= MATERIAL PROVIDED =
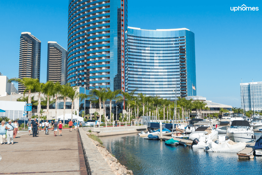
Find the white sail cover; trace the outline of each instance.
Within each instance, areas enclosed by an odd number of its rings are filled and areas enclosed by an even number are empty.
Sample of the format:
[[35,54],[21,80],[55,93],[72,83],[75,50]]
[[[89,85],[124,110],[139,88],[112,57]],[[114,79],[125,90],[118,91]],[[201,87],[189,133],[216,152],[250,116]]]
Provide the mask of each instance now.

= INSTRUCTIONS TO FOLLOW =
Copy out the text lines of the listing above with no changes, and leave the pictures out.

= FULL RESPONSE =
Find the white sail cover; trace the outline of each instance.
Within each instance, areas enclosed by an odd number of its rings are filled and areas enclosed by an even number are empty.
Sample of the format:
[[35,54],[21,80],[55,93],[72,83],[75,50]]
[[[89,85],[124,110],[139,88],[112,57]],[[114,79],[125,90],[118,91]],[[201,87],[189,133],[216,152],[250,116]]]
Provide the mask of each instance now.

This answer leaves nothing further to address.